▶ [Exercise task 1]:
Convert the records, from the line containing "Target = rustic wood background" up to and including the line containing "15), (30, 36)]", into a Markdown table with the columns Row and Record line. Leave out blank lines and include only those lines.

▶ [Passage given]:
-------------------------

OPEC and non-OPEC oil producers are about to meet in Algiers later this month to discuss capping oil production which remains at record highs amid stepped-up pumping by Saudi Arabia and others.

“I hope through close cooperation and interaction, effective steps will be taken in line with ensuring collective interests,” Rouhani said in a meeting with Algerian Foreign Minister Ramtane Lamamra in Venezuela’s Margarita Island on Saturday.

The president “stressed the need for oil market stability and fair prices,” the Iranian Ministry of Petroleum’s Shana news agency reported.

Rouhani met the Algerian foreign minister on the sidelines of a Non-Aligned Movement (NAM) summit which Venezuela used to gather support for a global deal to bolster oil prices.

Algeria is to host meetings of the International Energy Forum and the 13-nation Organization of Petroleum Exporting Countries (OPEC) on September 26-28.

Algerian Energy Minister Noureddine Bouterfa visited Tehran earlier this month as part of a whirlwind tour of several countries to build consensus among major producers to strike a balance in the oil market in order to prop up prices.

Oil prices have fallen by more than two-thirds, from over $100 a barrel to under $30 since 2014 amid a global supply glut for which Saudi Arabia is chiefly to blame.

In April, the kingdom scuttled a deal with Russia to cap production and has recently indicated that there is no output freeze in the offing.

Algeria has said Iran has a right to increase production in the face of Saudi objections. Bouterfa has said oil producers could accommodate an increase in oil production by the Islamic Republic.

Iran has ramped up production to regain its market share after the lifting of sanctions which cut its exports by half.

Tehran has been calling on OPEC to restore the quota system which was scrapped in December 2011 under the Saudi initiative.

With differences hardly resolved, there are reports that participants in the upcoming talks would be moving from a production freeze to voluntary output caps.

Bouterfa has said all major oil producers are on board over the need to stabilize the market in order to shore up prices.

“Our discussions with our partners show that there is a consensus around the necessity of stabilizing the market. That is already something positive,” he said last week.

“There is support from Saudi Arabia, Qatar, Iran, Venezuela, Kuwait, and from non-OPEC countries, notably Russia,” he added.

-------------------------

▶ [Source records]:
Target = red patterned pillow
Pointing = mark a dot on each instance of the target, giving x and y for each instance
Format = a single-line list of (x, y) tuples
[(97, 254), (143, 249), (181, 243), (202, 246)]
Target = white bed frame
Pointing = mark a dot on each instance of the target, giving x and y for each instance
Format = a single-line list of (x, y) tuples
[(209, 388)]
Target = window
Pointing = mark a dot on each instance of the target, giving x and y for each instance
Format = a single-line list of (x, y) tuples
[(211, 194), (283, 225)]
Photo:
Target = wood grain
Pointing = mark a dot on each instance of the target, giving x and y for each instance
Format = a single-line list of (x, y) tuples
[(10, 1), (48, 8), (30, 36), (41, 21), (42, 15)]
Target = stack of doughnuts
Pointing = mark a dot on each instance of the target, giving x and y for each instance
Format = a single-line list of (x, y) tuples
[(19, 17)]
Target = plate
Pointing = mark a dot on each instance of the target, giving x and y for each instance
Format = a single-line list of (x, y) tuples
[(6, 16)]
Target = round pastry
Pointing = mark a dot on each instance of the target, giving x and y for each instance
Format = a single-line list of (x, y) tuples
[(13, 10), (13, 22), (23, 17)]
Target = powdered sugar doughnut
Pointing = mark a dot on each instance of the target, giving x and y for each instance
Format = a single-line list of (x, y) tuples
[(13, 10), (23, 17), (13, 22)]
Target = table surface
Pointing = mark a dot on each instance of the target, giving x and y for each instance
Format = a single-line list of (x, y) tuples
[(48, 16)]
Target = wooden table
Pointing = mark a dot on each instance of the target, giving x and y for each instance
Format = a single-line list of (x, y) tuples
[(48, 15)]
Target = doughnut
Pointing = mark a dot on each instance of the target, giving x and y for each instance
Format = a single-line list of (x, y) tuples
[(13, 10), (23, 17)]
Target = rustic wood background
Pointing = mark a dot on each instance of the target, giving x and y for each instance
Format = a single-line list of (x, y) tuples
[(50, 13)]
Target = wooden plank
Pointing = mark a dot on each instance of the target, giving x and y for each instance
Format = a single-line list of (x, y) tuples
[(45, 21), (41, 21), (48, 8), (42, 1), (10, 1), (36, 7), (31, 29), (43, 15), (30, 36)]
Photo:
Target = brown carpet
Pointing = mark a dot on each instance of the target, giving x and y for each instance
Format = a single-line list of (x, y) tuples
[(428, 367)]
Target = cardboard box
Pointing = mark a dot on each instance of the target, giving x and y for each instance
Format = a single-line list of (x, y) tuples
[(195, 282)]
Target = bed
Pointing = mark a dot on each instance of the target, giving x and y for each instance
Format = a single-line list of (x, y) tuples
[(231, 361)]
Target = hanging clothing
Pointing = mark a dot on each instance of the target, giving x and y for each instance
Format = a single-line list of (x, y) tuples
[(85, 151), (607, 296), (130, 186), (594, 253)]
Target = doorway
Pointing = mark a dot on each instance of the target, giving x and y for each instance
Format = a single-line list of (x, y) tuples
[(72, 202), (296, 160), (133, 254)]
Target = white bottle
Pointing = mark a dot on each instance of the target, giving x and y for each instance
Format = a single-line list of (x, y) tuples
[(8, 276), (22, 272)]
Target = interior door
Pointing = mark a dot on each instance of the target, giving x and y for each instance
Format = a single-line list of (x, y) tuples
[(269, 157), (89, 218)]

-------------------------

▶ [Exercise task 2]:
Transcribe word for word the part of the article on oil production that runs from "Rouhani met the" up to and including "prop up prices.".

▶ [Response 1]:
| Row | Record line |
|---|---|
| 1 | Target = rustic wood background |
| 2 | Pointing = mark a dot on each instance of the target, giving x and y for each instance |
| 3 | Format = a single-line list of (x, y) tuples |
| 4 | [(50, 13)] |
| 5 | Target = wooden plank |
| 6 | Pointing = mark a dot on each instance of the target, giving x and y for each instance |
| 7 | Format = a single-line list of (x, y) tuples |
| 8 | [(45, 21), (41, 21), (48, 8), (42, 1), (10, 1), (36, 7), (31, 29), (43, 15), (30, 36)] |

▶ [Response 2]:
Rouhani met the Algerian foreign minister on the sidelines of a Non-Aligned Movement (NAM) summit which Venezuela used to gather support for a global deal to bolster oil prices.

Algeria is to host meetings of the International Energy Forum and the 13-nation Organization of Petroleum Exporting Countries (OPEC) on September 26-28.

Algerian Energy Minister Noureddine Bouterfa visited Tehran earlier this month as part of a whirlwind tour of several countries to build consensus among major producers to strike a balance in the oil market in order to prop up prices.